A Boston University (BU) study was published recently in the journal Science about the cleansing of toxins during sleep. While scientists knew about the cleansing of brain toxins, there was never a clarity about the process of this clearance.
Through this new study, researchers have finally explained the clear process of how these toxins can be cleared from your brain during your sleep. They are hoping to apply this information for the treatment of Alzheimer’s and other neurodegenerative diseases like Dementia.
Laura D. Lewis, a Biomedical Engineer, leads the team of BU researchers investigating non-REM sleep. Non-REM sleep is a deep phase of slumber sleep that is dreamless. According to the team’s previous studies, when the rodents are asleep, many of the toxins are cleared. Otherwise, these toxins always have a chance of developing into neurodegenerative diseases, which are cleared during the non-REM unconsciousness.
The non-REM sleep is sometimes associated with retention of memory and happens usually earlier in the night.
Speaking about the brain’s blood oxygen and fluid level, Lewis said, “We had a sense each of these metrics was important, but how they change during sleep and how they relate to each other during sleep was uncharted territory for us.”

=-=-=-=-=

List of tasks —
1 > Answer these questions using the article on sleep and brain toxins above.
(a) In which journal was the Boston University study published?
(b) How does the article describe non-REM sleep?
(c) At what point in the night does non-REM sleep usually happen?
2 > Write the next part of the article on sleep and brain toxins, continuing from its last paragraph.

=-=-=-=-=

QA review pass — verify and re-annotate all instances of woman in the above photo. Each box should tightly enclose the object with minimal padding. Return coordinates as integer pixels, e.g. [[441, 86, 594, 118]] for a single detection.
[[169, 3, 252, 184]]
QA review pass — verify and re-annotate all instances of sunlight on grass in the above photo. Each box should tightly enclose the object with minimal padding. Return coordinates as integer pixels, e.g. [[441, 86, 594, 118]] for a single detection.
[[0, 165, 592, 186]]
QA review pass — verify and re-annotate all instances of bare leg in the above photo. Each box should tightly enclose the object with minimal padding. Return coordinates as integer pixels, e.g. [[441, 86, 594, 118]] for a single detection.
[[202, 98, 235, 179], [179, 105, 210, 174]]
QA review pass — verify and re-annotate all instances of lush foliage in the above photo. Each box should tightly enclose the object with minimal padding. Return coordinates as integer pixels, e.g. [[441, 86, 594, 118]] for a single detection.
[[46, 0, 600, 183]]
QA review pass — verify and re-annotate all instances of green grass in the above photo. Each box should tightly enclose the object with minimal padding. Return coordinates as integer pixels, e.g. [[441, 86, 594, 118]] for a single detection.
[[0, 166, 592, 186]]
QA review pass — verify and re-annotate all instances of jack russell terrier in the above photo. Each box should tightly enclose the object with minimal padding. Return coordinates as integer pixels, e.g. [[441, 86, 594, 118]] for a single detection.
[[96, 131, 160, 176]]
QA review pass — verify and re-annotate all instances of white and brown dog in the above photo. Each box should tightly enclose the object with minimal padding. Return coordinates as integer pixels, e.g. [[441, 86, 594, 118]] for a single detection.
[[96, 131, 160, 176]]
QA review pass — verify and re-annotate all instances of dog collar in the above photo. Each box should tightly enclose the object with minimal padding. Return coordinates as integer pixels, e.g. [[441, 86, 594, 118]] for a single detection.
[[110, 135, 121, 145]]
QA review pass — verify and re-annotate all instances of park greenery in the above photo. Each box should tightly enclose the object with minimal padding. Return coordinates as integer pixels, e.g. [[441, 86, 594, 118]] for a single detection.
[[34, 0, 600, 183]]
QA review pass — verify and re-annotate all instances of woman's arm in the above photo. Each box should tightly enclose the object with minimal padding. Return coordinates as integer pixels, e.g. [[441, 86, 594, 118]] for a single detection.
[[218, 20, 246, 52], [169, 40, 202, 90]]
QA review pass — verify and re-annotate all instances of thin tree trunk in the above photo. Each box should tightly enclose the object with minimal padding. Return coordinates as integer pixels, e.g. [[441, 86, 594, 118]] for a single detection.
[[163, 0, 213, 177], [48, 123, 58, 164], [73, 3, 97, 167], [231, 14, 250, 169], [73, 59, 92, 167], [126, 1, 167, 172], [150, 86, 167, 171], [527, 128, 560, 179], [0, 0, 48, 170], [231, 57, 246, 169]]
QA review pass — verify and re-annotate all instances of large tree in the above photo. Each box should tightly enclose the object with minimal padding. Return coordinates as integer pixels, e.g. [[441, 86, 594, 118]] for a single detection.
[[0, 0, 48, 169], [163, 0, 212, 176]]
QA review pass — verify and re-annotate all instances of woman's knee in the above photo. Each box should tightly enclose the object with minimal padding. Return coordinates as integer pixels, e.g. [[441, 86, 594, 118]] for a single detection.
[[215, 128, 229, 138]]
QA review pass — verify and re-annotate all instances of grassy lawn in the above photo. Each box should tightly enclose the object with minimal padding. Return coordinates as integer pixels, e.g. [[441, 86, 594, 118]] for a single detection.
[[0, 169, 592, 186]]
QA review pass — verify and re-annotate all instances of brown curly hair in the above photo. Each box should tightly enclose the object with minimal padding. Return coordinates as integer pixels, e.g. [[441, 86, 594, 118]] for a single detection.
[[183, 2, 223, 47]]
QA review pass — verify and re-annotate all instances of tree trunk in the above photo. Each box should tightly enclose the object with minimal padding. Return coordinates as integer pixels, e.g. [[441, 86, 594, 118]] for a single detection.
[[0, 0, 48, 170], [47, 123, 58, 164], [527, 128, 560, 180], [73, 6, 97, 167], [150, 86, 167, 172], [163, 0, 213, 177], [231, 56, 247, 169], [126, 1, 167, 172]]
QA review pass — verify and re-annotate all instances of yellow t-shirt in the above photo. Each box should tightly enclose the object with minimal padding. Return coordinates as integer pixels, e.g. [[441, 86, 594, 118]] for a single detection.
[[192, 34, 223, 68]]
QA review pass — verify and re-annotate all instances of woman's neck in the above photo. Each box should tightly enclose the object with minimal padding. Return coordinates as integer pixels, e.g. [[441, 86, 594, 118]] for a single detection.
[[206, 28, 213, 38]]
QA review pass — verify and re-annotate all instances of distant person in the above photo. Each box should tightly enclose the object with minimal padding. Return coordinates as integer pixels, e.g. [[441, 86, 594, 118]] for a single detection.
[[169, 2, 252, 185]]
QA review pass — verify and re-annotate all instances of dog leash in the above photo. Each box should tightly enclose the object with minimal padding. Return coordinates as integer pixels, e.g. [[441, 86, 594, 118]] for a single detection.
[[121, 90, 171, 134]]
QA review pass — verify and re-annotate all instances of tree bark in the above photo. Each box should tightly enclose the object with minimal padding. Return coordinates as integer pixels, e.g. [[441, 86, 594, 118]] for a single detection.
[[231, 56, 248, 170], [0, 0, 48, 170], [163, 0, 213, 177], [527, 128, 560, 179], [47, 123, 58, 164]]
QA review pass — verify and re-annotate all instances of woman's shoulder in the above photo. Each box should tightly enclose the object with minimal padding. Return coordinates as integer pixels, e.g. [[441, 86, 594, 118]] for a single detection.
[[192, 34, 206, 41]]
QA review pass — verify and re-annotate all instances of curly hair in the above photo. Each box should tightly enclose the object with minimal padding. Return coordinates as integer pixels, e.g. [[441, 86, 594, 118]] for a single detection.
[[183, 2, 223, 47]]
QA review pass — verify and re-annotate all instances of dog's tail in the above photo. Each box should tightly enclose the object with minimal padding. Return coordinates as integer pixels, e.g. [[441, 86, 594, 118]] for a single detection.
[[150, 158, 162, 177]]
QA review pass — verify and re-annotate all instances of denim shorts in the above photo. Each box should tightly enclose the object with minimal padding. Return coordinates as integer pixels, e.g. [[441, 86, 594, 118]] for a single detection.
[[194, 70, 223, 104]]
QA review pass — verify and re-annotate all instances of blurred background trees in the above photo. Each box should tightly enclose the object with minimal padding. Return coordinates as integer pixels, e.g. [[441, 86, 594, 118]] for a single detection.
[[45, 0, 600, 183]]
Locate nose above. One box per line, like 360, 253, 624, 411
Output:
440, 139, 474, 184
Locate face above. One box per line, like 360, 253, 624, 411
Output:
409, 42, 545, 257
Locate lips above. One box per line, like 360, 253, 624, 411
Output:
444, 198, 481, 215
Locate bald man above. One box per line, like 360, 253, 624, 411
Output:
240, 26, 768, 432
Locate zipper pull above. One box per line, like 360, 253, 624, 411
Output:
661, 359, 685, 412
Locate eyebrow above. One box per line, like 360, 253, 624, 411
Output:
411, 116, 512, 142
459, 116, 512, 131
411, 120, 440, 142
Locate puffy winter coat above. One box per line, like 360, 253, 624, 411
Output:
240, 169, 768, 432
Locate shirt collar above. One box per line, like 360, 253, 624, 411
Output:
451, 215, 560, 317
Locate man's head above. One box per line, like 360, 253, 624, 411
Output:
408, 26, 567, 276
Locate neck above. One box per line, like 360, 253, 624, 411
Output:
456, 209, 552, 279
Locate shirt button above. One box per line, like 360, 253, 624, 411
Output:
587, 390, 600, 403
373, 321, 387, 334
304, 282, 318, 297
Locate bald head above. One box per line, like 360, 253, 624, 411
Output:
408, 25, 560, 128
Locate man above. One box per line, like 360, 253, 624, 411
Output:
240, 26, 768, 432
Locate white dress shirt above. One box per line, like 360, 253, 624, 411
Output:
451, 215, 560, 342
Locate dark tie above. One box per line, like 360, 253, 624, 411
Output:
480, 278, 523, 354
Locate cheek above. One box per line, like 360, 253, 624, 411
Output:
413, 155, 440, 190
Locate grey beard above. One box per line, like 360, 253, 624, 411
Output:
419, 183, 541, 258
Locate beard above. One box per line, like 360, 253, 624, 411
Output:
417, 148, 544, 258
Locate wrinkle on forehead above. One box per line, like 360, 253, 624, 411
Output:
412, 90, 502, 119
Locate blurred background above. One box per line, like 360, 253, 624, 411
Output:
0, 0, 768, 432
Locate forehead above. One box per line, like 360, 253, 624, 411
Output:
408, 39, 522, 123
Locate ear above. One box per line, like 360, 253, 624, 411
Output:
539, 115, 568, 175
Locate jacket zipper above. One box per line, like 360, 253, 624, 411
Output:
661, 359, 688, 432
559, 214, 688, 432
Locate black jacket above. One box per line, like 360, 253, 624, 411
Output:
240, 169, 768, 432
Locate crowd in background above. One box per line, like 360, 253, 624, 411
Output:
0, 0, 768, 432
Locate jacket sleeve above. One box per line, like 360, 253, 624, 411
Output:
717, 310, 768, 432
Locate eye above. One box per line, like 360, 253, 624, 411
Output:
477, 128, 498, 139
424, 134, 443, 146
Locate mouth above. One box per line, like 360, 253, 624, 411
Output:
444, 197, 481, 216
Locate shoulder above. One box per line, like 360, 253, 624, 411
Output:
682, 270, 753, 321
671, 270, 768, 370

=-=-=-=-=

Results in order —
1 >
(a) Science.
(b) As a deep, dreamless phase of slumber.
(c) Usually earlier in the night.

2 >
Researchers have now found out that during non-REM sleep, there is a clearance of cerebrospinal fluid. There are waves of this fluid that slowly wash over the brain and, thus, neutrons begin to synchronise. This is a system that switches on and off simultaneously. Lewis said that they could see an elective wave where all the neurons would become quiet.
When these neutrons are turned-off and non-firing, it means that there is less blood flow to the brain. This creates a space for the fluid to fill and then flush out the accumulated metabolic byproducts like the beta-amyloid.
The “Brain Plaque”
As per the Stanford scientists, if this protein or ‘brain plaque’ is not cleared, it can lead to “a cascade of biochemical activities culminating the destruction of synapses.” This damage can eventually lead to neurodegenerative diseases that can be irreversible.
Lewis and her team will be working in the coming future on the scope of this development and they subsequently want to develop this as a medicine for Alzheimer’s.